- EXERCISE BRIEF: Reproduce all the lines below exactly and omit the images.

- Pointing records:
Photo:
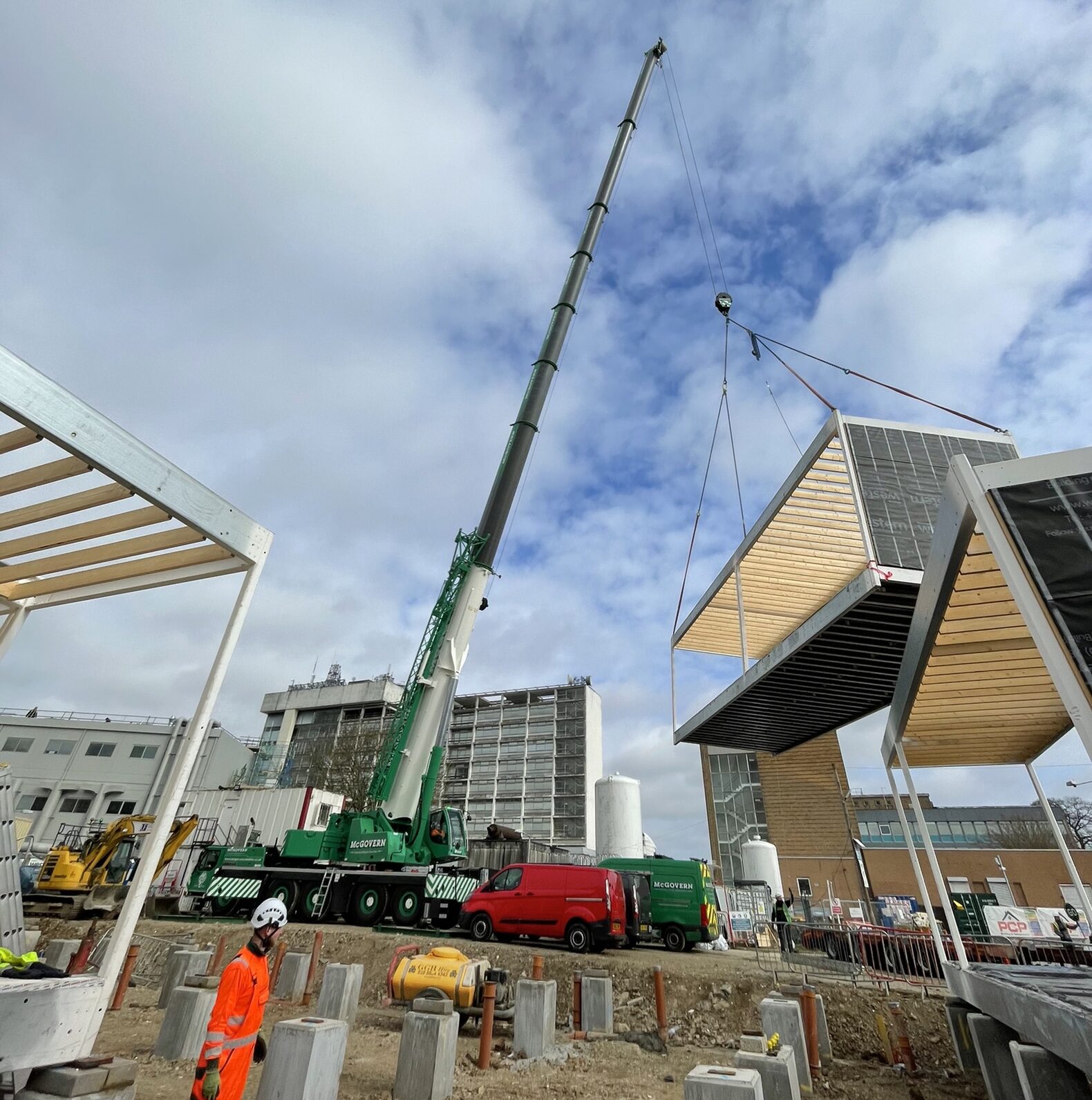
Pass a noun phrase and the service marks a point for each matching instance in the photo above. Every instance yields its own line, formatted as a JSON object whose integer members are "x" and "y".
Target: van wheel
{"x": 578, "y": 938}
{"x": 481, "y": 928}
{"x": 675, "y": 938}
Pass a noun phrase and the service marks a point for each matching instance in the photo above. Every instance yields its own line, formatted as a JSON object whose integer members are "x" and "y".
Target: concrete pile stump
{"x": 182, "y": 1033}
{"x": 180, "y": 966}
{"x": 1043, "y": 1074}
{"x": 292, "y": 980}
{"x": 720, "y": 1083}
{"x": 427, "y": 1053}
{"x": 113, "y": 1081}
{"x": 995, "y": 1057}
{"x": 956, "y": 1010}
{"x": 782, "y": 1016}
{"x": 59, "y": 953}
{"x": 535, "y": 1025}
{"x": 778, "y": 1073}
{"x": 597, "y": 1001}
{"x": 305, "y": 1059}
{"x": 340, "y": 996}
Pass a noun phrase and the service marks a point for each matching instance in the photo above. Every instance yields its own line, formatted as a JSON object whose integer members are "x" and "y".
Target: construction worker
{"x": 782, "y": 919}
{"x": 232, "y": 1041}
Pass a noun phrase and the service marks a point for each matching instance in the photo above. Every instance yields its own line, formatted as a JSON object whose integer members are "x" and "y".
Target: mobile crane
{"x": 91, "y": 877}
{"x": 357, "y": 867}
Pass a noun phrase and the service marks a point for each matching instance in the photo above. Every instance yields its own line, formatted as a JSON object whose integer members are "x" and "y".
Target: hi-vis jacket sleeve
{"x": 234, "y": 997}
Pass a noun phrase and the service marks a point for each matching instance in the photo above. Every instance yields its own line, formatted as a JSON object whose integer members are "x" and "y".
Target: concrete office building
{"x": 325, "y": 734}
{"x": 528, "y": 759}
{"x": 70, "y": 769}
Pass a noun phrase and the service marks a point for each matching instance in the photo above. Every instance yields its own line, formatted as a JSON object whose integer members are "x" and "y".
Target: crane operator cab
{"x": 446, "y": 834}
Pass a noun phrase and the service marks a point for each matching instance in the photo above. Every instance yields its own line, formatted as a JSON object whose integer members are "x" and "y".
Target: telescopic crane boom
{"x": 409, "y": 763}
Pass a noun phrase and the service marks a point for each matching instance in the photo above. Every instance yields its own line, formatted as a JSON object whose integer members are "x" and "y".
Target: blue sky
{"x": 309, "y": 251}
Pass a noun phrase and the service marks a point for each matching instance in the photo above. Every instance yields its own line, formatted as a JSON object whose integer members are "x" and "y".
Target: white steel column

- ANSWER BELOW:
Photo:
Pass a noun phrase and the service marks a point for each matching instance in the photo above. Every instance yields its own line, formatted as a JSON object whose integer members are "x" and "y".
Target: van wheel
{"x": 578, "y": 938}
{"x": 481, "y": 928}
{"x": 675, "y": 938}
Pass a noun phrase and the service marks a point for each matching instance in the photo above. Every instance yields its own line, formatted as a JSON object whose integer members are "x" and "y".
Target: concrete pile stump
{"x": 182, "y": 1033}
{"x": 180, "y": 966}
{"x": 1043, "y": 1074}
{"x": 292, "y": 980}
{"x": 720, "y": 1083}
{"x": 427, "y": 1053}
{"x": 113, "y": 1081}
{"x": 995, "y": 1057}
{"x": 956, "y": 1010}
{"x": 782, "y": 1016}
{"x": 59, "y": 953}
{"x": 535, "y": 1025}
{"x": 778, "y": 1073}
{"x": 597, "y": 1001}
{"x": 305, "y": 1059}
{"x": 340, "y": 996}
Pass a noun phrase and the service marks a point for each matching instance in the photo above. Every instance yields its own line, formatted as a JSON object whose integer members are "x" and "y".
Target: construction worker
{"x": 782, "y": 919}
{"x": 232, "y": 1041}
Pass a noun phrase and the service marks a point for each matching instance in the photo above. Every instance yields its own line, formatted as a JSON object whose integer members are "x" and "y".
Target: mobile crane
{"x": 91, "y": 877}
{"x": 357, "y": 867}
Pass a noun phrase and the service marks a point for each matching instance in the photo above. Every instance yields its own line, formatted as a JSON object whose integer members are "x" and "y".
Target: hi-vis jacket sleeve
{"x": 234, "y": 997}
Pass a noun phrase and the service marks a point for each matching instance in the photo above. Every instance yields its own line, formatted as a JSON object whose integer members are "x" and "y".
Target: concrete office building
{"x": 325, "y": 734}
{"x": 528, "y": 759}
{"x": 70, "y": 769}
Pass a noun phrase and the service marks a point for each matching instance in the photo above. Every instance yields its own line, formatted as a JSON object whose integer members are "x" and "y".
Target: crane operator cab
{"x": 446, "y": 834}
Pass a noun phrase and the service marks a point for each matching instance in the photo above. Every instance yields its own line, formatted as a JSON object whose integer members are "x" and "y".
Target: telescopic crane boom
{"x": 409, "y": 763}
Pass a noun phrase and the service marks a point for each matching instance in the photo above. Every instance yields its own line, formatted as a JSON object whose integer members are "x" and "y".
Target: blue sky
{"x": 309, "y": 251}
Pass a noun phrase and the service marks a point for each matching instance in the photo above. Every instance yields its own line, formatted as a JSON object whose integer members are "x" and "y".
Target: white steel column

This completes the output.